> **Written instruction**
Render the entries from the line containing "Each instance of the glass" to the line containing "[(294, 315)]", inclusive, as a JSON list of strings with one string per line, omitting any blank lines.

> **Exercise input**

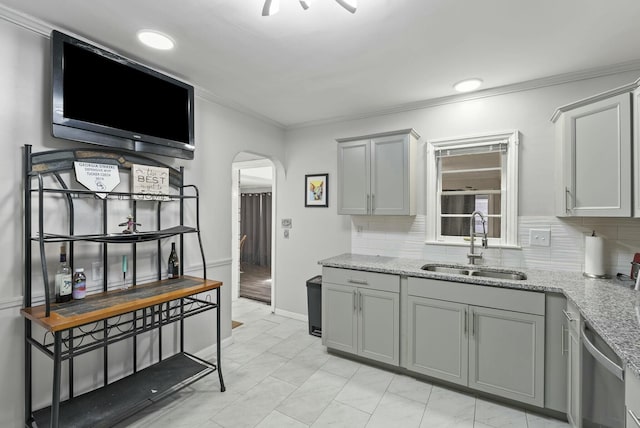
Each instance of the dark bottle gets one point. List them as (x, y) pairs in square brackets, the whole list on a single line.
[(63, 283), (174, 263)]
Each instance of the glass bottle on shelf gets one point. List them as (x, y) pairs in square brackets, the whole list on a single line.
[(174, 263), (63, 282)]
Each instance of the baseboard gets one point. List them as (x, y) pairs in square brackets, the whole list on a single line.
[(294, 315)]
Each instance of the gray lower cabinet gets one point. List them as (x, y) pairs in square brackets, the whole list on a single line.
[(340, 329), (506, 354), (438, 344), (453, 335), (361, 314), (574, 385), (555, 353), (632, 399)]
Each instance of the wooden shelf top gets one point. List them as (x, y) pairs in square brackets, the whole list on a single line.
[(97, 307)]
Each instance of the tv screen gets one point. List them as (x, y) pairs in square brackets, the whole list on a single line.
[(102, 98)]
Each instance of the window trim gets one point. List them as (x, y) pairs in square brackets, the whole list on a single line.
[(509, 185)]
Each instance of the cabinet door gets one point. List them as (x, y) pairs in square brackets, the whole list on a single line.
[(632, 398), (574, 386), (636, 151), (437, 339), (353, 177), (390, 176), (506, 354), (597, 169), (379, 325), (339, 321), (555, 368)]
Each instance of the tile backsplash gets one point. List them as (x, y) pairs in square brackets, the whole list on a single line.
[(405, 237)]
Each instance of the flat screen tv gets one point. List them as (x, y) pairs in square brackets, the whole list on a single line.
[(103, 98)]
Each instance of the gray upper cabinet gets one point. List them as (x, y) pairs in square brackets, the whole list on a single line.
[(376, 174), (593, 155), (361, 313)]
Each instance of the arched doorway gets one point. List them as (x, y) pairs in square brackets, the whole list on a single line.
[(253, 228)]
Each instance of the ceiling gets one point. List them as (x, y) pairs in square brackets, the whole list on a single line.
[(300, 67)]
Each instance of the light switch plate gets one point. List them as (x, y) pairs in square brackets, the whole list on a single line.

> **Reply to the task**
[
  "Each instance of the glass bottle on shelf gets one point. List them as (x, y) pairs in square brackets, the whole list on a single line.",
  "[(174, 263), (63, 282)]",
  "Each instance of the baseboard gets one point. List them as (x, y) pairs in square brackets, the whole list on a single line.",
  "[(294, 315)]"
]